→ **AIM OF THE TASK**:
Please retype the records below exactly as they stand.

────────────────

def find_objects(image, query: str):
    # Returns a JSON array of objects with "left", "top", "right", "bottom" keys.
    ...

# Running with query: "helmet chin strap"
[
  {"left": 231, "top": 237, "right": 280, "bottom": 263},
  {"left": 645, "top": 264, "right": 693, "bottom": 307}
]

────────────────

→ **YOUR SOLUTION**:
def find_objects(image, query: str):
    # Returns a JSON array of objects with "left", "top", "right", "bottom" keys.
    ...

# Running with query: "helmet chin strap"
[
  {"left": 231, "top": 237, "right": 280, "bottom": 263},
  {"left": 645, "top": 264, "right": 693, "bottom": 307}
]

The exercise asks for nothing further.